**EXTRACTED TEXT:**
“At the end of your life you groan, when your flesh and body are consumed.” – Proverbs 5:11
It’s not a coincidence that substance abuse and sexual license like to hang out together. These two vices deceive us in similar ways. There is a promise of escape. There is an offer of relief, of joy, and perhaps most importantly, of control. Although there are unique particulars of sexually destructive behaviors, the underlying power of the temptation has wide roots. The temptation is to alter and control how you feel inside by something you can do outside. It is the hope of healing the soul through abusing the body.
In our current cultural climate, we do a much better job of identifying (usually with compassion) and decrying habits of substance abuse involving drugs, alcohol, painkillers, and even food. However, our eyesight becomes more dim and our judgment more cloudy when it comes to the deepest and most powerful substance of all – that of sexual intimacy.
In a sense, it is natural that we would overlook sex when thinking about how humans relate to substances. Sexuality is far more complex than any biological or chemical compound that our body processes and responds to. There is a rightfully specialized understanding of sexual struggles. On the other hand, we miss avenues of hope in the Bible when we fail to account for the overlap between substances and sex, which is found in the mysterious interplay of the psychosomatic, or the body-soul connection.
The Bible is not a textbook on metaphysics, but it does lay out two equally important principles which secular therapy struggles to articulate: the heart drives the habits of the body, and the habits of the body shape the heart. On both sides of this cycle, our secular world intentionally dismisses the spiritual dimension. We simultaneously give too much credit to ourselves in what we can control through self-help and habit modification, and don’t give ourselves enough credit as agents of worship and desire as opposed to victims in need of neurological re-wiring and healing from trauma.
Our failure to appreciate the complexity of our body-soul constitution spills over with disastrous results in the realm of sexuality. Sexuality is viewed as either a merely physical thing – an appetite with a chemical response, or it serves as your deepest fulfillment. Either way, within the confines of a select few parameters, the ultimate adjudicator of sexual right and wrong is the individual. You are the only one who can decide what is sexually healthy for you.
The beauty of this proverb is that it shows us that God is not interested in gathering an army of rigidly disciplined ascetics. Nor does he tell us that our bodily pleasure is our greatest good. The object of our spiritual worship (glorifying and enjoying God) determines what we do with both our minds and our bodies. We are to present our bodies as living sacrifices to God (Rom 12:1), and have our minds be transformed by God (Rom 12:2) What we do with mind and body is controlled by this one relationship.
The boundaries God sets for our bodies are good for our soul. But there’s more. The boundaries God sets for our bodies are good for our body. When we abuse a substance, or abuse our sexuality, we believe we are gratifying a desire of the body. But the end result proves otherwise. We run the risk of coming to the end of our days and discovering that worshiping the desires of our bodies actually burned out our bodies. We must not believe the lie that we choose whether to benefit either soul or body – God’s commands always benefit both.

Collection entries:
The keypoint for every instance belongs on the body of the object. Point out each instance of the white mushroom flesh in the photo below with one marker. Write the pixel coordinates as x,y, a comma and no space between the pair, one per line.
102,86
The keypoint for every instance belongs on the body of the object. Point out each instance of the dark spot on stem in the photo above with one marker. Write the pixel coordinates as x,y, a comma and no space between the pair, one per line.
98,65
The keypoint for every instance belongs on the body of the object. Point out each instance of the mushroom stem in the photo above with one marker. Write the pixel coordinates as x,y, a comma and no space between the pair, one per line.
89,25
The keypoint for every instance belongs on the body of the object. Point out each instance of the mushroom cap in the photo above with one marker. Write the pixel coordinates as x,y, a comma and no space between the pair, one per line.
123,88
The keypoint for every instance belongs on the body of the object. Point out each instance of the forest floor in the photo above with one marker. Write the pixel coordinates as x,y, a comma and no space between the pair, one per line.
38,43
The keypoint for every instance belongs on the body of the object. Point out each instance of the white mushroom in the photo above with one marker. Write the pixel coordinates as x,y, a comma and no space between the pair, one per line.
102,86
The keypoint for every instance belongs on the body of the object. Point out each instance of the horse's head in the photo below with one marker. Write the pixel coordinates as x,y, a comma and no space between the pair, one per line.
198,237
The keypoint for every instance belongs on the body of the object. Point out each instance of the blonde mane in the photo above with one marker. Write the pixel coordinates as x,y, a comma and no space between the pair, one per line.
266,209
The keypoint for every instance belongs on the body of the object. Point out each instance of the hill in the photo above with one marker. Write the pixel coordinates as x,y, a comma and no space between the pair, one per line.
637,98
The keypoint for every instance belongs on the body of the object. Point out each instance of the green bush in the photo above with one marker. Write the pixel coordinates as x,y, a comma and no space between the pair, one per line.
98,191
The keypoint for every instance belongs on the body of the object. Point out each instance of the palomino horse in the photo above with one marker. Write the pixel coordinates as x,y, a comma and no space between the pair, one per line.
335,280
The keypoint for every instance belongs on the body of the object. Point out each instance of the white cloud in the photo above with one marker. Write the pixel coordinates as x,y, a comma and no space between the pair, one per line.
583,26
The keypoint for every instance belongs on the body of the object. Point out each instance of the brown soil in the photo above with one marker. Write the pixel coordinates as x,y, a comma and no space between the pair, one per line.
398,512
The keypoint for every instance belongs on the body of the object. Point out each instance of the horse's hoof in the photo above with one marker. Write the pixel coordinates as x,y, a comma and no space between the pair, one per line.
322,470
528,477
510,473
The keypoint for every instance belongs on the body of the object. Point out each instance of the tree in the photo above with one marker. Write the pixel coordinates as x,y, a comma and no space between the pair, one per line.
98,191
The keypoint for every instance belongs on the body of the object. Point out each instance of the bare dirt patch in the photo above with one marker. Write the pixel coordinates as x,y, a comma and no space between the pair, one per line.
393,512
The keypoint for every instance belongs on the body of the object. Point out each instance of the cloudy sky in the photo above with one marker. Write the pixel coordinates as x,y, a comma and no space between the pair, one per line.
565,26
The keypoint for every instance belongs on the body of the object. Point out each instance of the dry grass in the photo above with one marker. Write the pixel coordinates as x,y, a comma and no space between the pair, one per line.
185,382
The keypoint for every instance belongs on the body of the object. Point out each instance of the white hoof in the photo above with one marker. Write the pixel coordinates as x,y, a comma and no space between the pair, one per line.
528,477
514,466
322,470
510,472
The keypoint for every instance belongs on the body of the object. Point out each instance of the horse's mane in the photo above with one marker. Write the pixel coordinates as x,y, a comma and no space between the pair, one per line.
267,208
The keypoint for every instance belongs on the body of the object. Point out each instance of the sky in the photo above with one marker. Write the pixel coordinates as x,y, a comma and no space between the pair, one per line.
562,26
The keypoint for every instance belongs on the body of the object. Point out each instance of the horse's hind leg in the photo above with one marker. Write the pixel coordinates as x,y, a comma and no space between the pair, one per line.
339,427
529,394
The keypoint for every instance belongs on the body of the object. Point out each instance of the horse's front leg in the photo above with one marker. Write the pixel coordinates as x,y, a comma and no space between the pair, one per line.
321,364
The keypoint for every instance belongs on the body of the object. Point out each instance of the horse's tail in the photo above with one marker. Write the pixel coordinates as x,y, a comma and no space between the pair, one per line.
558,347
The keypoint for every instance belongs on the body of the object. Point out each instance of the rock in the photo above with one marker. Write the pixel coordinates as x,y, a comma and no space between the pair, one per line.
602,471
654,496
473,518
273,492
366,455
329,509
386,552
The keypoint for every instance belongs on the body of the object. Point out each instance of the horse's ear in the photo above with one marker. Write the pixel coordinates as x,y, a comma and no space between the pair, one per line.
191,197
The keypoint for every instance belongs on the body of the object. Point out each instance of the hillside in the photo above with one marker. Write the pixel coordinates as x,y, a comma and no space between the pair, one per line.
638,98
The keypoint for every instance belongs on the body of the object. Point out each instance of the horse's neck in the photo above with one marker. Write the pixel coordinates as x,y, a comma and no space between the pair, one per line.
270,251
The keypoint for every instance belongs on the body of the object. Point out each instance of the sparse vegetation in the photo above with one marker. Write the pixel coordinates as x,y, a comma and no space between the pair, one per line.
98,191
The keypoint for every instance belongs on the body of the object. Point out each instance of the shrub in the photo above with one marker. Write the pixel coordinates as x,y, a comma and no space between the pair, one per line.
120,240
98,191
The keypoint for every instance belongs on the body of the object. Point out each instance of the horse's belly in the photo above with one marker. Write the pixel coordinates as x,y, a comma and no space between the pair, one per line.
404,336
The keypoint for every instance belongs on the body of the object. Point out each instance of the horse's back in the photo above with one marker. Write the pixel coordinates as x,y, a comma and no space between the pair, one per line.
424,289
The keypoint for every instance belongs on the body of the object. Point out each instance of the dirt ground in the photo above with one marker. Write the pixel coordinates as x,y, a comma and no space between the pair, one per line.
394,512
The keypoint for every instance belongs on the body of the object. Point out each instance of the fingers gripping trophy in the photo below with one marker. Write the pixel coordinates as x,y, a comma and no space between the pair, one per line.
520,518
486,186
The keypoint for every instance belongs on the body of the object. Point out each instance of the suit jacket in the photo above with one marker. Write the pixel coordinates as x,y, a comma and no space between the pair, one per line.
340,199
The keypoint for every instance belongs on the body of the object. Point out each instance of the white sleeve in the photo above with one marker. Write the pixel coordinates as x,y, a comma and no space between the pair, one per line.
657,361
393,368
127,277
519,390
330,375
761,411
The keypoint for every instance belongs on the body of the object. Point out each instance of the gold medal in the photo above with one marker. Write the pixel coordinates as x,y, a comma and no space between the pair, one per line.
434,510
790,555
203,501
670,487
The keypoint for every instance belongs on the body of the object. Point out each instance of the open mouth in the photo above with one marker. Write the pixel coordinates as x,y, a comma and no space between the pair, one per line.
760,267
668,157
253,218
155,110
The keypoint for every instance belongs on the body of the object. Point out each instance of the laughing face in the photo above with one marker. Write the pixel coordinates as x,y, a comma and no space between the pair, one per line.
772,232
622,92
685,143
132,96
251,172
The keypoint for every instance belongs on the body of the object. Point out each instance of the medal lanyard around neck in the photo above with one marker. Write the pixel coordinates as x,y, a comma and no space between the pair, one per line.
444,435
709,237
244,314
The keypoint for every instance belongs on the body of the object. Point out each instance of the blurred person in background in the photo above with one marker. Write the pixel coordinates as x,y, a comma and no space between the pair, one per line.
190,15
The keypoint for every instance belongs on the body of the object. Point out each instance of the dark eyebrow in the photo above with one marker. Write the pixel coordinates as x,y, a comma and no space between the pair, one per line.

**QUESTIONS:**
a - Rewrite the essay on substance abuse and sexuality, starting at "In our current" and ending at "of sexual intimacy.", with "decrying" changed to "condemning".
b - List every substance the essay on substance abuse and sexuality names as involved in the substance-abuse habits our culture identifies and decries.

**SOLUTIONS TO THE EXERCISE:**
a -
In our current cultural climate, we do a much better job of identifying (usually with compassion) and condemning habits of substance abuse involving drugs, alcohol, painkillers, and even food. However, our eyesight becomes more dim and our judgment more cloudy when it comes to the deepest and most powerful substance of all – that of sexual intimacy.

b - drugs, alcohol, painkillers, food